§ Excerpt to read
● ● ● ● ●

Sunday, 3 January 2010

RESEARCH - Tangled Strings

Main Film Genres -

Action Films usually include high energy, big-budget physical stunts and chases, possibly with rescues, battles, fights, escapes, destructive crises (floods, explosions, natural disasters, fires, etc.), non-stop motion, spectacular rhythm and pacing, and adventurous, often two-dimensional 'good-guy' heroes (or recently, heroines) battling 'bad guys' - all designed for pure audience escapism. Includes the James Bond 'fantasy' spy/espionage series, martial arts films, and so-called 'blaxploitation' films. A major sub-genre is the disaster film. See also Greatest Disaster and Crowd Film Scenes and Greatest Classic Chase Scenes in Films.


Adventure Films are usually exciting stories, with new experiences or exotic locales, very similar to or often paired with the action film genre. They can include traditional swashbucklers, serialized films, and historical spectacles (similar to the epics film genre), searches or expeditions for lost continents, "jungle" and "desert" epics, treasure hunts, disaster films, or searches for the unknown.


Comedy Films are light-hearted plots consistently and deliberately designed to amuse and provoke laughter (with one-liners, jokes, etc.) by exaggerating the situation, the language, action, relationships and characters. This section describes various forms of comedy through cinematic history, including slapstick, screwball, spoofs and parodies, romantic comedies, black comedy (dark satirical comedy), and more. See this site's Funniest Film Moments and Scenes collection - illustrated, and also Premiere Magazine's 50 Greatest Comedies of All Time.

● ● ● ● ●

§ Task input
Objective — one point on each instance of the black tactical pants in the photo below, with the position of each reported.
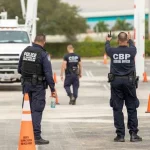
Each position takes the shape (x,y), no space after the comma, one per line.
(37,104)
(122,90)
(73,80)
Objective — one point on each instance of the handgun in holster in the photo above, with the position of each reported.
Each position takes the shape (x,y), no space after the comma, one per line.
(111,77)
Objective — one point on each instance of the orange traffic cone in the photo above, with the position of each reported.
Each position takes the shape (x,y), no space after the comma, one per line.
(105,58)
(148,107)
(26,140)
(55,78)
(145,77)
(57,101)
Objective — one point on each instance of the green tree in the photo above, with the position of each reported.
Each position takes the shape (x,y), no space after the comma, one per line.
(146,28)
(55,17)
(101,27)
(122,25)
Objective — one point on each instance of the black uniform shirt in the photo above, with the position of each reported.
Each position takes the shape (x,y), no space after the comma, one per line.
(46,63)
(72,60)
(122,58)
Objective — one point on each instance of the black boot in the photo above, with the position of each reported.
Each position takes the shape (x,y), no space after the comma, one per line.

● ● ● ● ●

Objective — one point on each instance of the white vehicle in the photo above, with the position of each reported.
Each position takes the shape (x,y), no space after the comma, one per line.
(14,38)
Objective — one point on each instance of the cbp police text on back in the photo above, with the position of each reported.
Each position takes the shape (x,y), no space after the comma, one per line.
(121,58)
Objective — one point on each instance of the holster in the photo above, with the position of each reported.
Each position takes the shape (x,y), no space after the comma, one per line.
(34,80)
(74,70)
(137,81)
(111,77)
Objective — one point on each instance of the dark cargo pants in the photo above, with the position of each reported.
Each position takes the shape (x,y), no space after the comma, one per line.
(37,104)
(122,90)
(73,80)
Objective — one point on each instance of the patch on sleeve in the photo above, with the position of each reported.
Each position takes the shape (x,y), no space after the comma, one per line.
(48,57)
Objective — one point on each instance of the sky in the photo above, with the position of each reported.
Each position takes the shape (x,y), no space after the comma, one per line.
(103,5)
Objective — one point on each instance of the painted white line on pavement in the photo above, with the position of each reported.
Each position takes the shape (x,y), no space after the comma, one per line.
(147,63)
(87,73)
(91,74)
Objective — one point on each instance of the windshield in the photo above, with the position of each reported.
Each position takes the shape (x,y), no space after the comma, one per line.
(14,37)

● ● ● ● ●

§ Set task A
The film genre descriptions list stunts, chases, non-stop motion, and "good-guy" heroes fighting "bad guys" as common features of action films. What reason does the text give for these features?
§ Set task B
Tally the lines in the entries that contain the string "white", with case counting, and reply with the number only.

§ Final result A
The text says these features are all designed for pure audience escapism.

§ Final result B
2